### GIVEN TASK
Which lines in the entries below contain the string "wall"? Return each of them in full, matching case exactly.

[Entries from an annotation dataset]
::::::::
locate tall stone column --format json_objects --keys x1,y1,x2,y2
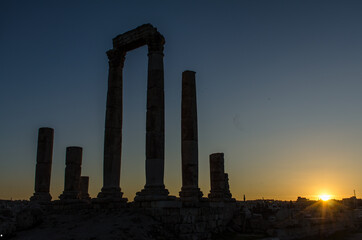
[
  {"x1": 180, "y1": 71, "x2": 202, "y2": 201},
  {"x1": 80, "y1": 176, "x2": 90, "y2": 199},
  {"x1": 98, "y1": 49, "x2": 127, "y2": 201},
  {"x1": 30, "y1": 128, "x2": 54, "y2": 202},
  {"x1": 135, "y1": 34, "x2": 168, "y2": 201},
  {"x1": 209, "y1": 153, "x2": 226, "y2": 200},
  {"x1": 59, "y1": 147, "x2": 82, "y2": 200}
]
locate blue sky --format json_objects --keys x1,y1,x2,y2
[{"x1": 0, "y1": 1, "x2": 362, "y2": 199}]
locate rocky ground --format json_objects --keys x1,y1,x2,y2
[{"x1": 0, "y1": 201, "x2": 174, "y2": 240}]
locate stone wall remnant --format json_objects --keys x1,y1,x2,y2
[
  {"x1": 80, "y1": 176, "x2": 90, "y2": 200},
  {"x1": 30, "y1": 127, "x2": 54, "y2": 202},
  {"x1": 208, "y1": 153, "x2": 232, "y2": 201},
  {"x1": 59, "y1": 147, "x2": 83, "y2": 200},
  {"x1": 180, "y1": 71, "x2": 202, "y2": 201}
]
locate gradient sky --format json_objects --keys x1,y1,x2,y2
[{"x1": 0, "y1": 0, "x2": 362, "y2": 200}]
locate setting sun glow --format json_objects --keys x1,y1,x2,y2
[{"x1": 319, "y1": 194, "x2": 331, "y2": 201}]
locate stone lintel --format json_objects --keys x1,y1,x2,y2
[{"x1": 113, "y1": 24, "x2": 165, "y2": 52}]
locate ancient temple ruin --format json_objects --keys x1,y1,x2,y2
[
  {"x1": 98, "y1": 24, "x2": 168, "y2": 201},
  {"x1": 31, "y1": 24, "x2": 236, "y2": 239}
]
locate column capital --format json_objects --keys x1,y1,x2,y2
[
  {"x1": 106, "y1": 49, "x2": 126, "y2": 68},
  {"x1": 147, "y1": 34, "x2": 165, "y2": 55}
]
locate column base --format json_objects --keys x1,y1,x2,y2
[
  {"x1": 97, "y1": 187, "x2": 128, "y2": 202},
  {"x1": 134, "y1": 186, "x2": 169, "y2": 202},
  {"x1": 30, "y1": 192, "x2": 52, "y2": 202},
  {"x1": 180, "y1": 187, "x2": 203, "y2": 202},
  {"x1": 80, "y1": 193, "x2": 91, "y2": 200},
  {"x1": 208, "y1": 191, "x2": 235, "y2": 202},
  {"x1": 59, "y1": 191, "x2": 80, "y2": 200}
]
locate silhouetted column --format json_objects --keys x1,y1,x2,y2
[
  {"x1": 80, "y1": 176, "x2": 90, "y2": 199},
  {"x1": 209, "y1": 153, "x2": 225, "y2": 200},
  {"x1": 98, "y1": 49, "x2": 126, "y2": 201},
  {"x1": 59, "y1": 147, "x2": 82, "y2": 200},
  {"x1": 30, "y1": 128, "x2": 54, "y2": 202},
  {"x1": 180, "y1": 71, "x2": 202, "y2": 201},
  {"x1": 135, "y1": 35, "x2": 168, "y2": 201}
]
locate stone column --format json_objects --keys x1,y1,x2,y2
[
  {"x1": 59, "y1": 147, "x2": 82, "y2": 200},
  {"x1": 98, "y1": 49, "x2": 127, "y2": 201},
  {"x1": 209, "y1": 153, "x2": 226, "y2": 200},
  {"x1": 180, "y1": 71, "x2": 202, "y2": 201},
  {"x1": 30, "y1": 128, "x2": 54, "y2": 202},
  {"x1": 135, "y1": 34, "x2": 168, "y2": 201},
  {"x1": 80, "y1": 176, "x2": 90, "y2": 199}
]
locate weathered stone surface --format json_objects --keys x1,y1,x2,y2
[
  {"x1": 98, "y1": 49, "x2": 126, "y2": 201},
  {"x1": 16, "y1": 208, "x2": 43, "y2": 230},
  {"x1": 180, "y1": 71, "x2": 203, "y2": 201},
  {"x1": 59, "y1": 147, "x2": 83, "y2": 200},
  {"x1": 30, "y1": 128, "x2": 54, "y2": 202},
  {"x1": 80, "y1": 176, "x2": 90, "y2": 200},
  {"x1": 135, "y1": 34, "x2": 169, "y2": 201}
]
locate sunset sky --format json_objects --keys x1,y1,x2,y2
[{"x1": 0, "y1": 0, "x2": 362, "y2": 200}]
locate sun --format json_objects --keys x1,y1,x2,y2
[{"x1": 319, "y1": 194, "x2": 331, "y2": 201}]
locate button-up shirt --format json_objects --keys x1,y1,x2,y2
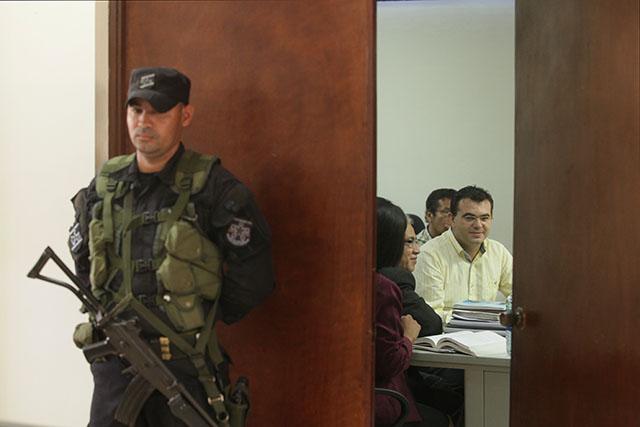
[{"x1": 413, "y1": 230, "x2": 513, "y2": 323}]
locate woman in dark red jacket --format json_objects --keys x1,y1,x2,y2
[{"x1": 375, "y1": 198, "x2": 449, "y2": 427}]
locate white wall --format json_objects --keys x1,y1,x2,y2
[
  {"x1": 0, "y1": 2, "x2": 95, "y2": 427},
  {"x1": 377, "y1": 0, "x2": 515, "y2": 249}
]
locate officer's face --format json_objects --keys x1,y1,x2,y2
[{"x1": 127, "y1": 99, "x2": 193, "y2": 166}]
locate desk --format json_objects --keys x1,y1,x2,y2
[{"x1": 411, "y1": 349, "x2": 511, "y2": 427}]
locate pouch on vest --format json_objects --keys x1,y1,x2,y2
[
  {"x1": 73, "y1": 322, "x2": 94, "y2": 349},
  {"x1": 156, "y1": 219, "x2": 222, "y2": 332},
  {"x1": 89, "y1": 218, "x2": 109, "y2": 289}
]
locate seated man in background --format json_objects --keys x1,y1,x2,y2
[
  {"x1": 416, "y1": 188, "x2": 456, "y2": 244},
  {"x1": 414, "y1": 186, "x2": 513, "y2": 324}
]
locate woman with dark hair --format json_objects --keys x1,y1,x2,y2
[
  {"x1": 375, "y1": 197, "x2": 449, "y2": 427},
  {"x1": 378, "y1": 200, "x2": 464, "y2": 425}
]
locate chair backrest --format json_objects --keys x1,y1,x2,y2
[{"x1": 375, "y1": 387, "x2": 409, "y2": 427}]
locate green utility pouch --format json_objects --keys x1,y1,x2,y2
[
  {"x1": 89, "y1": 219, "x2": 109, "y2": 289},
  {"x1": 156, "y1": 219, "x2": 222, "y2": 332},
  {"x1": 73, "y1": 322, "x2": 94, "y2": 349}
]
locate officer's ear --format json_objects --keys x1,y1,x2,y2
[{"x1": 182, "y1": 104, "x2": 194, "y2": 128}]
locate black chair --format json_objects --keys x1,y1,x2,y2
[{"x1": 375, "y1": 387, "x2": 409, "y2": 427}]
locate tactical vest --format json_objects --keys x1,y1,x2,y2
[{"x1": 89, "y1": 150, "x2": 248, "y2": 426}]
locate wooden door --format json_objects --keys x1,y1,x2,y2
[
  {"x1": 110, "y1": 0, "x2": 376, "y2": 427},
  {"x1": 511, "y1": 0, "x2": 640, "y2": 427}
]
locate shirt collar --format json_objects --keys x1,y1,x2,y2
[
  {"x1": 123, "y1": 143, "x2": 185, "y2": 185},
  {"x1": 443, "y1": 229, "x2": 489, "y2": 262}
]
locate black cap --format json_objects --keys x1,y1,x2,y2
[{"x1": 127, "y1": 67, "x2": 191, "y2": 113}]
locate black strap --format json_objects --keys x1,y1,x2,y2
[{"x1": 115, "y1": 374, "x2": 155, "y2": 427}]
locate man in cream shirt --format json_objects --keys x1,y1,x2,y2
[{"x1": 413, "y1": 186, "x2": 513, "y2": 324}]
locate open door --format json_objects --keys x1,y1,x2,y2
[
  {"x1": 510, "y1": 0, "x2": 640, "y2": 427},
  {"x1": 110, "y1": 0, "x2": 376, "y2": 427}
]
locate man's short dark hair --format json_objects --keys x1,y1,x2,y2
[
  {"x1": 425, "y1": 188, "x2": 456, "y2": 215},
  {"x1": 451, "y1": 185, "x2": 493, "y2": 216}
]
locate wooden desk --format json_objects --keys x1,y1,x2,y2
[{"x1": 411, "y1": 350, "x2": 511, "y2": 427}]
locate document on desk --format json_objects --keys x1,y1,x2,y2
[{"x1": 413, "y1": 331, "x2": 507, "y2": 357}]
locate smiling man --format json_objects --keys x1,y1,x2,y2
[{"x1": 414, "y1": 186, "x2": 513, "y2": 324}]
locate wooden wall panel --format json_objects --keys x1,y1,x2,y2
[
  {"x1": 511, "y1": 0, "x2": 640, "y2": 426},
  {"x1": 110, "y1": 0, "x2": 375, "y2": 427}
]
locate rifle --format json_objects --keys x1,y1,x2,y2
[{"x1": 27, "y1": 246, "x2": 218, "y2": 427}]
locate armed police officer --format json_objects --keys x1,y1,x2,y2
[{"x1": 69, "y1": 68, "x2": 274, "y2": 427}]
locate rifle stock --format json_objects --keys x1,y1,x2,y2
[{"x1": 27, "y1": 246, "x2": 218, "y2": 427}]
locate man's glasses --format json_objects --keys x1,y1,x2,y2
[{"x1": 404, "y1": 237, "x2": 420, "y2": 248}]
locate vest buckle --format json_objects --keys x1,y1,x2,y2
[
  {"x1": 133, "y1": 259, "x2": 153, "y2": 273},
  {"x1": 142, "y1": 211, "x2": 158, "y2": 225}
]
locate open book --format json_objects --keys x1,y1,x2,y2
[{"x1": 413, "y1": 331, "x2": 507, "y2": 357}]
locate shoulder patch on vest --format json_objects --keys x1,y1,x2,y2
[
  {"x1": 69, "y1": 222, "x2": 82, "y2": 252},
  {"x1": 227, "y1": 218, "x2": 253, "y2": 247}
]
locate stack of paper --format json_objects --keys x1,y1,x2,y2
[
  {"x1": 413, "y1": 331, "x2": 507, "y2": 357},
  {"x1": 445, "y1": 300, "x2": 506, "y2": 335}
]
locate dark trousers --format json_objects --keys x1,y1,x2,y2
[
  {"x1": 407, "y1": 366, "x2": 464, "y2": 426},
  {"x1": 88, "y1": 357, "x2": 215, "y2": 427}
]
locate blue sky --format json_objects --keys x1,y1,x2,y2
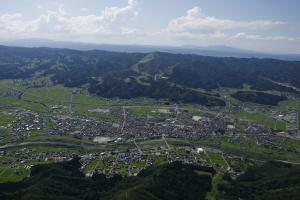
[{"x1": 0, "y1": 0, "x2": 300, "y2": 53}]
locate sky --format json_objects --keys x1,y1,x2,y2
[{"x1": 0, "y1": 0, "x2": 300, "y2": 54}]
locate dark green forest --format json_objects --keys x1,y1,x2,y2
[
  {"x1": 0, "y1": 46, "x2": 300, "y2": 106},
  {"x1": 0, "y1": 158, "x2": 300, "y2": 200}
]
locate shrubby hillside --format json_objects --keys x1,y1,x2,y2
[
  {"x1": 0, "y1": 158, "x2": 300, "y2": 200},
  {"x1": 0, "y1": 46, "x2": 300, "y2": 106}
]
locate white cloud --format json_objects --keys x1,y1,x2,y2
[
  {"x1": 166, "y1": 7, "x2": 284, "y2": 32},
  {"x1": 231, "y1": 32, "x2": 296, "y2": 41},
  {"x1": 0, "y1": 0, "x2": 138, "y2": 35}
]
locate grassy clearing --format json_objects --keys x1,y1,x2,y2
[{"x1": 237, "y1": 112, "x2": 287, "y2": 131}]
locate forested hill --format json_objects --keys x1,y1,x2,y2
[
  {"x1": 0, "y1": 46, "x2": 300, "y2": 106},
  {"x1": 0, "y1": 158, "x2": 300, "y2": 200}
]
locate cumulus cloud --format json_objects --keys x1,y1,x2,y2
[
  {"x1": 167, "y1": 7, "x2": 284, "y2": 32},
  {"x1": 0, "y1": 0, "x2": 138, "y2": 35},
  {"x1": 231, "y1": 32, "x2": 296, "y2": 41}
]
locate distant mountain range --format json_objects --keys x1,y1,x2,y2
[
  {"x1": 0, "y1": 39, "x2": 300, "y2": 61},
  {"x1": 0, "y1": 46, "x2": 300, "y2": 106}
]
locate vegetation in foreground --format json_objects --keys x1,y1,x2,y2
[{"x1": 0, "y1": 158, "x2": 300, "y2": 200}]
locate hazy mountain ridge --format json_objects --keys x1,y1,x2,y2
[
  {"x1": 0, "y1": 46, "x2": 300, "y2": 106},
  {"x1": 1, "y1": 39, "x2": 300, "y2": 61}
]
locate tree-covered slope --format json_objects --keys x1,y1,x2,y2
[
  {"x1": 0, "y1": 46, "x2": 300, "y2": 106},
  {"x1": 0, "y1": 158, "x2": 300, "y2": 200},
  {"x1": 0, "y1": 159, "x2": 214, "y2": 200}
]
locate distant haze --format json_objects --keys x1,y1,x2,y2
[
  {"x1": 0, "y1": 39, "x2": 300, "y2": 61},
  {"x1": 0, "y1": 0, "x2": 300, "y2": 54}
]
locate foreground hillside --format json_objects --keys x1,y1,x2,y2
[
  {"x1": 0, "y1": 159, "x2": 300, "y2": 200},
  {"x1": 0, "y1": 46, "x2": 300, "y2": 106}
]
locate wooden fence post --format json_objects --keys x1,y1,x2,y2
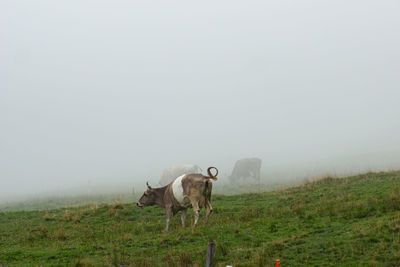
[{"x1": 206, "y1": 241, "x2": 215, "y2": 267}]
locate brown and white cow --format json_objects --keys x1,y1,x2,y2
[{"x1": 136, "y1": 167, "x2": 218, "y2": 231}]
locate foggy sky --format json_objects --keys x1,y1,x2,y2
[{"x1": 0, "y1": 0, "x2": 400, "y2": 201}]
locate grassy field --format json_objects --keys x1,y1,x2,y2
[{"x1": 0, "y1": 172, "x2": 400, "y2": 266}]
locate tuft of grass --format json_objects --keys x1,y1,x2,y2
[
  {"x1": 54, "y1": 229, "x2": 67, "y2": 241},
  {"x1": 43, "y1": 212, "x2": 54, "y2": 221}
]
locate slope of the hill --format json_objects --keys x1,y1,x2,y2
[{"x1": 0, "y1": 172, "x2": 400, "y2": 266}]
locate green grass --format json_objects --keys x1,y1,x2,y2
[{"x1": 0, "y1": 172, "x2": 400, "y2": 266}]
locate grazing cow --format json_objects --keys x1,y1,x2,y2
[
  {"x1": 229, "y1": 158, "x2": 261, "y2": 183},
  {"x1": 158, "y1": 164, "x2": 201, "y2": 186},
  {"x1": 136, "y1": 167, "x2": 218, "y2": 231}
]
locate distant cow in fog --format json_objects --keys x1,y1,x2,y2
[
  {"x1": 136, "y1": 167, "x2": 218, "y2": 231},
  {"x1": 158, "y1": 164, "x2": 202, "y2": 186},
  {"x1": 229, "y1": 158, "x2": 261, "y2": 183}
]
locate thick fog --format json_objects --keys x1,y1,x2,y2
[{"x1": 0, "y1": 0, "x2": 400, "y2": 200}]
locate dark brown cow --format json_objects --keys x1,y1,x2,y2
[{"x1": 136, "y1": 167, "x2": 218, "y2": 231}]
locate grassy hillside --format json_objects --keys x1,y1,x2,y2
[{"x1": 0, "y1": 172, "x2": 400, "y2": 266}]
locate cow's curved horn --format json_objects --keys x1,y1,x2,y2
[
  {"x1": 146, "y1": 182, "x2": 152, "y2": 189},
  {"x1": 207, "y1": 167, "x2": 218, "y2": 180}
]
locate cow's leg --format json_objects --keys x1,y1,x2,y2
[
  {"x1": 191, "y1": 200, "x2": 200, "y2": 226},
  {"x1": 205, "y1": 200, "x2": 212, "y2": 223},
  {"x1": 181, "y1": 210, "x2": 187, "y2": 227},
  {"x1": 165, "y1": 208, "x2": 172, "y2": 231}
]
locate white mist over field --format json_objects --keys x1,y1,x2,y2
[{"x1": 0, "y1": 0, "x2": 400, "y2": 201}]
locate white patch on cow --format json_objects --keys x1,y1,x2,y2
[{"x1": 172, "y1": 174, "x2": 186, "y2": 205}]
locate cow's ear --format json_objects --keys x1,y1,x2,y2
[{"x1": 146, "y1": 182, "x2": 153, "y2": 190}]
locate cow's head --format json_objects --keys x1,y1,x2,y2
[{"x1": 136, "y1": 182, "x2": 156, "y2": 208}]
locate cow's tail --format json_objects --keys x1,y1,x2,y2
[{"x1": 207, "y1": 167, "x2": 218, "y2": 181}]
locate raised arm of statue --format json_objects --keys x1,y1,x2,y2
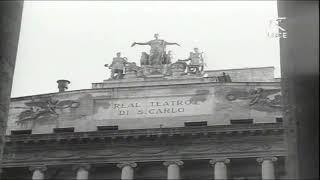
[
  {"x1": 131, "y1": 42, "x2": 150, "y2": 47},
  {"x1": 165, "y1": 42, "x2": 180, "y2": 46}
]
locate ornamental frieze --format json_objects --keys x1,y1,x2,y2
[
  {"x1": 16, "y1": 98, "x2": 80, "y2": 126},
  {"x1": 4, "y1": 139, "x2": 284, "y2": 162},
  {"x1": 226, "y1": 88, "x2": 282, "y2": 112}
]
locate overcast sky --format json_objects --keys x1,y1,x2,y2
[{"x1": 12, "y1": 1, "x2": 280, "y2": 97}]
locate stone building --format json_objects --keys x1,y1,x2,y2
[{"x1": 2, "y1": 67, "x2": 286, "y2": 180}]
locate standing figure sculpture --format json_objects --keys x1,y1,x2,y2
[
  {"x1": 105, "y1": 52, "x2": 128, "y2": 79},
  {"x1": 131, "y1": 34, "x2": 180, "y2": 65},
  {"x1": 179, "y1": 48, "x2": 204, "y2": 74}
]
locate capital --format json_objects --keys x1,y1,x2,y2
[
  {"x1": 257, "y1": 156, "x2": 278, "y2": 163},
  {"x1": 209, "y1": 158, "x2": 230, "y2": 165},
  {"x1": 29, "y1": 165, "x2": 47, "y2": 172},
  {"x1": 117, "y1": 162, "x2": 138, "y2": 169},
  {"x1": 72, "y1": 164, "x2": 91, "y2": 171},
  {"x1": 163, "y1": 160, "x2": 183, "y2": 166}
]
::::::::
### SOLUTION TO THIS PROBLEM
locate stone wall remnant --format json_objects --keys x1,y1,x2,y2
locate white wall --format json_objects --keys x1,y1,x2,y2
locate wooden wall panel --format json_objects --keys x1,y1,x2,y2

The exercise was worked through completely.